_Problem requirements_
In the entries that follow, how many lines contain the word "leaf"? Answer with the number only.

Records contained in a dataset
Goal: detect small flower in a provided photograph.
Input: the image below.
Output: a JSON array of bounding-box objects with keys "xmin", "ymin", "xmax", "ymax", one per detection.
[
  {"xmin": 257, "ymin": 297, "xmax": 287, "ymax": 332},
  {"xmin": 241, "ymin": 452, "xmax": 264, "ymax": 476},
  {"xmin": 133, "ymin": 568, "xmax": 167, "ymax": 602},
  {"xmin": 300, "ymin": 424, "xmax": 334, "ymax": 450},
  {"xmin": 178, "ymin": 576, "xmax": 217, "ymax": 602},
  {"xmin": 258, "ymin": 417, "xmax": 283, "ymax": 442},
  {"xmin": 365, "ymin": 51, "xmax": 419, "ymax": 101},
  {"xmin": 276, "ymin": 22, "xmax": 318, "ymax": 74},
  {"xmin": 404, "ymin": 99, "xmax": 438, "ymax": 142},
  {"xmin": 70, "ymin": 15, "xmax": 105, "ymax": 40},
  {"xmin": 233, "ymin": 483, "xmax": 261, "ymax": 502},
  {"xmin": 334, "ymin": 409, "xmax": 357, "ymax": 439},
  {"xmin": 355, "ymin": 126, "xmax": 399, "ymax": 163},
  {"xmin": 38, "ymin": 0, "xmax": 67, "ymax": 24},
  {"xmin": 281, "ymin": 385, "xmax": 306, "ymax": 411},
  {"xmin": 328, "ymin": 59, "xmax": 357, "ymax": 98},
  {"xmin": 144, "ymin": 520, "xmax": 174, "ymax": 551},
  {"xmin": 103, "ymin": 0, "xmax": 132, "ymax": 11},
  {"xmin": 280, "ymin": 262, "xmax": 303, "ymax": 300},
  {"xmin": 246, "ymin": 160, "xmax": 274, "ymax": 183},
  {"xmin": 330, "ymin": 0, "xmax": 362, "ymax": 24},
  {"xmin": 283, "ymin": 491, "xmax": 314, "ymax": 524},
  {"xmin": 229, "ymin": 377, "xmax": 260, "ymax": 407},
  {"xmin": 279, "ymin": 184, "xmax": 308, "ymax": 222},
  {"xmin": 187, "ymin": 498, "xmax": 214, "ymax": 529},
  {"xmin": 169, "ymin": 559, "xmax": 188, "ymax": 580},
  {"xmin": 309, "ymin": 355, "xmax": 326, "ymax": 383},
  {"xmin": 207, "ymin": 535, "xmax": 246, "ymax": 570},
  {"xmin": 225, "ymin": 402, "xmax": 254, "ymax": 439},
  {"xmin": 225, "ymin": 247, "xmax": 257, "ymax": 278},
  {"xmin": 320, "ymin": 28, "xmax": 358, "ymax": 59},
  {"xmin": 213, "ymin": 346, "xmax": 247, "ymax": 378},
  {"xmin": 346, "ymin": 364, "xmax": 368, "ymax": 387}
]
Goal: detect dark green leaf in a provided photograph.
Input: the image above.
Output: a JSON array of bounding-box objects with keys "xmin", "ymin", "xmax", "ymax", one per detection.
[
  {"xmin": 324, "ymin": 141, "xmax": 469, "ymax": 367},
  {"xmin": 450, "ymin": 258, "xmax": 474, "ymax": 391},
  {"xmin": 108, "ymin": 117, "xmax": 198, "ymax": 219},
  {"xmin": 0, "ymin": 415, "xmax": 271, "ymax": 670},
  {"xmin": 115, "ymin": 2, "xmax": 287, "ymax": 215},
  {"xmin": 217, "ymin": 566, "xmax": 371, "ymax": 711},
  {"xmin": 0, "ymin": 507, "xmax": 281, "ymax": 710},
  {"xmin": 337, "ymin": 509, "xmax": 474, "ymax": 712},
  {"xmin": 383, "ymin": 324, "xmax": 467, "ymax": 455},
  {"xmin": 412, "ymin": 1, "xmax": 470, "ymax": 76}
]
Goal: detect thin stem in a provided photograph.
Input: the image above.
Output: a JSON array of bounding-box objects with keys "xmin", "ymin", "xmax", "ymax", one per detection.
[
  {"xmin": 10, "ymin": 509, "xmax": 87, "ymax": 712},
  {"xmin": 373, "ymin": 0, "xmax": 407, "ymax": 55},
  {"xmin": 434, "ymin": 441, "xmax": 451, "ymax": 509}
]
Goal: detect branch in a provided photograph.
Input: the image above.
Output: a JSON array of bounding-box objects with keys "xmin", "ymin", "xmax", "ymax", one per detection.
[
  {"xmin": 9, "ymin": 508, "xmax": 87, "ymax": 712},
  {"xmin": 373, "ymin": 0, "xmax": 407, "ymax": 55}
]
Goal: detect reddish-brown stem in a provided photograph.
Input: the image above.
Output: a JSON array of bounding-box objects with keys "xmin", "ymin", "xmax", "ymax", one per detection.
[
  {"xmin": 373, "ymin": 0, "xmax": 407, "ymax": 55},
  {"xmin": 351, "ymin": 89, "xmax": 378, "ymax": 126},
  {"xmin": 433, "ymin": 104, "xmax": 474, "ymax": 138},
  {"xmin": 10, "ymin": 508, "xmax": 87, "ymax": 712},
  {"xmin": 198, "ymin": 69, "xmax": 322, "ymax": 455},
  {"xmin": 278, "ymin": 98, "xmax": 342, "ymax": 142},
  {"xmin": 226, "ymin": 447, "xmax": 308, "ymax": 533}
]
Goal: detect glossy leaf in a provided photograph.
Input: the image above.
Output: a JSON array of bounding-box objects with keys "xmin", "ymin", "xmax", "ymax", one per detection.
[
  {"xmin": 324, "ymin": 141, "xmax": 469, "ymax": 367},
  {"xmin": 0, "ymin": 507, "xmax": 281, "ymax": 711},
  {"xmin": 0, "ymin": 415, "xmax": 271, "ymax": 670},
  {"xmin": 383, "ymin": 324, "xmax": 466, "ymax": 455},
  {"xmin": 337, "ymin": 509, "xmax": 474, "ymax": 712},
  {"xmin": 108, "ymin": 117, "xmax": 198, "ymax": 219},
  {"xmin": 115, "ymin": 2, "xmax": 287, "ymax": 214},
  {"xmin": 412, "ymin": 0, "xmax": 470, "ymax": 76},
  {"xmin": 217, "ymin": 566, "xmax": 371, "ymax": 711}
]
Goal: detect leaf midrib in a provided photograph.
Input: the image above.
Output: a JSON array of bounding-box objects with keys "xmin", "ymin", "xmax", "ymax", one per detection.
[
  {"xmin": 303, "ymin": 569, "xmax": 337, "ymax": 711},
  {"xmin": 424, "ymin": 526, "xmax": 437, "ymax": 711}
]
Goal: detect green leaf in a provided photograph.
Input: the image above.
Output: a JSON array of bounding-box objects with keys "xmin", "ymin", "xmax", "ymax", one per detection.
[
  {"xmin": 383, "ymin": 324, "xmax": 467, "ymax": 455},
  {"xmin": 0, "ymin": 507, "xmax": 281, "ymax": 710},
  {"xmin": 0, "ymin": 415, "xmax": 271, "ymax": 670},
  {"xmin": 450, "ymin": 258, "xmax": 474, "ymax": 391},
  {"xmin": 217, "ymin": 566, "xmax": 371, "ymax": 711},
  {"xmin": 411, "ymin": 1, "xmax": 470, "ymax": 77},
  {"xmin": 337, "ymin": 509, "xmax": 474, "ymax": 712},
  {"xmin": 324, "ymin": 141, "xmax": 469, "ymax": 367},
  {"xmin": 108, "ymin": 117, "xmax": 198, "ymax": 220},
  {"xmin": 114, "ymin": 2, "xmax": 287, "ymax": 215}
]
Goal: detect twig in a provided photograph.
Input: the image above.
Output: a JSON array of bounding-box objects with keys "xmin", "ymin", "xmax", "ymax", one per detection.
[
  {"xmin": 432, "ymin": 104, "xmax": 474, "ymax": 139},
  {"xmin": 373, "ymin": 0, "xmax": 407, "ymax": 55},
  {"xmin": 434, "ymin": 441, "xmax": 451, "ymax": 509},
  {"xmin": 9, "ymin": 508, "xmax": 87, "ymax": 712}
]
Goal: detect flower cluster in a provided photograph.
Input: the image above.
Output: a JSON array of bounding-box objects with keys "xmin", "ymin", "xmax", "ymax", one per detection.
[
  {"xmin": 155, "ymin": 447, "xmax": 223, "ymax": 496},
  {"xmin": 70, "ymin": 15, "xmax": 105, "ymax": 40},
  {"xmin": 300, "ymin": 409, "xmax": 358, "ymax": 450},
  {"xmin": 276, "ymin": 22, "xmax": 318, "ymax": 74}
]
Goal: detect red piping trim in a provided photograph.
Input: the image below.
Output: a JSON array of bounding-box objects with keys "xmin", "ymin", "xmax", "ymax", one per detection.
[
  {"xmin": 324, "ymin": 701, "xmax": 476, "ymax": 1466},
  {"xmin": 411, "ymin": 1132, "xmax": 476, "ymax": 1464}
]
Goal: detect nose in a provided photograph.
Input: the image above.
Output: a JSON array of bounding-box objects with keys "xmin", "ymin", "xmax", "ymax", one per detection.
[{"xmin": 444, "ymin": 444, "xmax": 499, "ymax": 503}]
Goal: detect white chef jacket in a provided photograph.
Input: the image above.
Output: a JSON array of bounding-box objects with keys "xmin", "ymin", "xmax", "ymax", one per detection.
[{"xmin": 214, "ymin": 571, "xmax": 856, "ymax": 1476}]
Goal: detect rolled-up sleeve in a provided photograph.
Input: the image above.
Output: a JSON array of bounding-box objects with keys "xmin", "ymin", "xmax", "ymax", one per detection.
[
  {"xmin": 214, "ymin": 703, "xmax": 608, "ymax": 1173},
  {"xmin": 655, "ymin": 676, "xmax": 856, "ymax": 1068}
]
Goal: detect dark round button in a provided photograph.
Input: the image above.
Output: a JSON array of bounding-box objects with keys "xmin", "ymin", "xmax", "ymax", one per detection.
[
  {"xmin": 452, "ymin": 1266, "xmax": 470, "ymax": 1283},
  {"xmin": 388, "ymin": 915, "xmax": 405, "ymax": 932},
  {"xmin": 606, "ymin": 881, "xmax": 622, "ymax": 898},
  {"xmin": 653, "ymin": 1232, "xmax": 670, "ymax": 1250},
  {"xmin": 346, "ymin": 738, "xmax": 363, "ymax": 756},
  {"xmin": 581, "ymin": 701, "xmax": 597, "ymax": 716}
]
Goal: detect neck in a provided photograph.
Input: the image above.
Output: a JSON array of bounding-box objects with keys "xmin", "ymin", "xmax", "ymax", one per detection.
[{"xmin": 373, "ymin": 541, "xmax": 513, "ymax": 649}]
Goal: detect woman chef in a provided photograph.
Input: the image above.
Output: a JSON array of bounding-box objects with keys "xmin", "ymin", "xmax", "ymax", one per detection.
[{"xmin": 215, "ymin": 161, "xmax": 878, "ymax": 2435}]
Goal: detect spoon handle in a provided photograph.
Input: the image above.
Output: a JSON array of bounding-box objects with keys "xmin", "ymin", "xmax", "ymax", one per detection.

_Response box_
4